Sendo uma disciplina muito recente, iniciada em 1956, apesar dos muitos resultados tem, como seria de esperar, muitos e entusiasmantes problemas de fundo em aberto. Tendo o estudo filosófico da inteligência mais de 2.000 anos, só o advento dos computadores modernos no início dos anos 50 veio permitir passar da especulação de poltrona à realização de modelos funcionais in vitro, i.e. no computador, e portanto com um comportamento observável e repetível, ou seja, objectivo.

Sem pretender imitar os humanos ou animais, mas podendo inspirar-se neles, os sistemas de IA são os que pensam e agem de forma racional, e se modelam e implementam em termos computacionais. Computador, redes, robots, e hardware informático especializado permitem executar os algoritmos, percepções, e acções necessárias.

[Linhas de um conjunto de dados]
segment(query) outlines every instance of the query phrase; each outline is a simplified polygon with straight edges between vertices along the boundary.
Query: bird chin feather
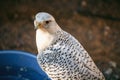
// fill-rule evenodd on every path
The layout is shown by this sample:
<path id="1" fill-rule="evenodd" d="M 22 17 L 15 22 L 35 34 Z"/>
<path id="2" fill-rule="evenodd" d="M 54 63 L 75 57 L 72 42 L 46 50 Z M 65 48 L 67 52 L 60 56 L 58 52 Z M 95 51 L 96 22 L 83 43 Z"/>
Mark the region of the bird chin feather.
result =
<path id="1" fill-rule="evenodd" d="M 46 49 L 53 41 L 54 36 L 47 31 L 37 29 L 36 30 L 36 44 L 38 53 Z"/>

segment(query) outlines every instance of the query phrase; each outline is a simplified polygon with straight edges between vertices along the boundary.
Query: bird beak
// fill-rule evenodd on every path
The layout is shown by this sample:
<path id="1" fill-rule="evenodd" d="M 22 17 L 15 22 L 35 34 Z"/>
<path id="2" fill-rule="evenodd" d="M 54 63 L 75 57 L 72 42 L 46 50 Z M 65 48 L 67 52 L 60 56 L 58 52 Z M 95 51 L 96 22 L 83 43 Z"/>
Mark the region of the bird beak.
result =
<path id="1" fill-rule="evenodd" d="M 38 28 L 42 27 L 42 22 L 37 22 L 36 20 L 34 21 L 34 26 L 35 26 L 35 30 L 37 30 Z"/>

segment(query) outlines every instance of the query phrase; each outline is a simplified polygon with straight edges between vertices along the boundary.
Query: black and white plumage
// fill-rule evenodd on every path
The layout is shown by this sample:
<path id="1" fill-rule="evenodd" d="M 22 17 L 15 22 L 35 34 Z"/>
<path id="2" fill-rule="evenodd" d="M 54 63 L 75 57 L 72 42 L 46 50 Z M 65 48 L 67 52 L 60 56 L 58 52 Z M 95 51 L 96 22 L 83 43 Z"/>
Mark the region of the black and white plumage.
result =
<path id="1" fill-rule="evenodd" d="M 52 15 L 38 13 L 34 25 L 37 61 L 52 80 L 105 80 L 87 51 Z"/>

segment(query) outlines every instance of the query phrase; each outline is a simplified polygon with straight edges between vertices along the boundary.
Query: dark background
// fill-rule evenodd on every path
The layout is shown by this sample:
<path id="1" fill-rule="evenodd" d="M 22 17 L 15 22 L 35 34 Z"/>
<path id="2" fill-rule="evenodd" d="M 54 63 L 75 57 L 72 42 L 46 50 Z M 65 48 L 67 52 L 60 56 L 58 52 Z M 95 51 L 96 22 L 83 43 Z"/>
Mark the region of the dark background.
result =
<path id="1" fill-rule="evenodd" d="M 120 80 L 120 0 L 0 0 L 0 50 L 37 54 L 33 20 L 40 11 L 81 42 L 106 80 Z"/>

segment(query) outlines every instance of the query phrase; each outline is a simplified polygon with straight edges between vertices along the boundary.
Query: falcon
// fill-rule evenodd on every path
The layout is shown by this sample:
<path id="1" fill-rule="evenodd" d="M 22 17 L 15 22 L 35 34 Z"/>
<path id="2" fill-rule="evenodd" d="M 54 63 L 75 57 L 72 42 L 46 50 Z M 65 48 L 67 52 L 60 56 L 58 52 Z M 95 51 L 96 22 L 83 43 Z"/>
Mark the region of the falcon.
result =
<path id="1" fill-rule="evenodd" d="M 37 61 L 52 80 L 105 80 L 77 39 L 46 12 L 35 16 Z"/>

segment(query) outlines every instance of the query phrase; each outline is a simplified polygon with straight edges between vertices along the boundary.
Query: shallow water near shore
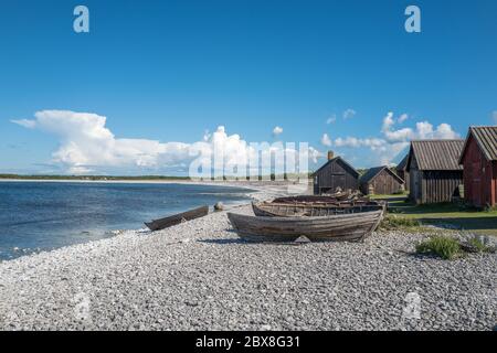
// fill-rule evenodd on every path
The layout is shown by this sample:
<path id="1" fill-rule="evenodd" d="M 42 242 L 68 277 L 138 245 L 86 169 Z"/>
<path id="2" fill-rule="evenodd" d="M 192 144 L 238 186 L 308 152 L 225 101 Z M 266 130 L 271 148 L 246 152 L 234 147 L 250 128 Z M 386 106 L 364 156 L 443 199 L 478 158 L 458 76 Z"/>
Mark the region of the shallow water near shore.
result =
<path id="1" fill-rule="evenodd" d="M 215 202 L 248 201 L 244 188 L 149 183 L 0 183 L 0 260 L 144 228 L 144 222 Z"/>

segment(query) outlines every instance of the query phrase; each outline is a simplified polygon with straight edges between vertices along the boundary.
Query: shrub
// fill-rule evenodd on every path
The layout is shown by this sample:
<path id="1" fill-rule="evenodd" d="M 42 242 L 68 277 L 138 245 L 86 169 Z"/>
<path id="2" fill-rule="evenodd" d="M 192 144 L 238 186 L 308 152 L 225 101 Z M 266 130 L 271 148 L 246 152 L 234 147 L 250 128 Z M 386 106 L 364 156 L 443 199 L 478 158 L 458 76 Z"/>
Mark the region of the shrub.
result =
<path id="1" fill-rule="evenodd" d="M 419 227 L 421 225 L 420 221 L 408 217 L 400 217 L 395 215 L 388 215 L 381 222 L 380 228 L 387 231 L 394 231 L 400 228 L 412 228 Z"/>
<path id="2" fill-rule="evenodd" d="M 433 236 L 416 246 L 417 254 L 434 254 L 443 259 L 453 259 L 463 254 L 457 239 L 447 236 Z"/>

* **TAREFA**
Prossiga o texto sobre inteligência artificial a partir da última frase. Os dados constituem material à parte, independente do texto.

* **RESPOSTA À TAREFA**
Em síntese, no seu núcleo, a IA é uma disciplina científica que utiliza as capacidades de processamento de símbolos da computação com o fim de encontrar métodos genéricos para automatizar actividades perceptivas, cognitivas, e manipulativas, por via de algoritmos. Recorde-se que um algoritmo é um método seguro e rigoroso para atingir um resultado. A IA comporta quer aspectos de psico-análise como de psico-síntese. Possui uma vertente de investigação fundamental analítica acompanhada de experimentação, e uma vertente de síntese engenheirística, as quais, em conjunto, estão a promover uma revolução tecnológica: a da automatização de faculdades mentais por via da sua implementação em computadores.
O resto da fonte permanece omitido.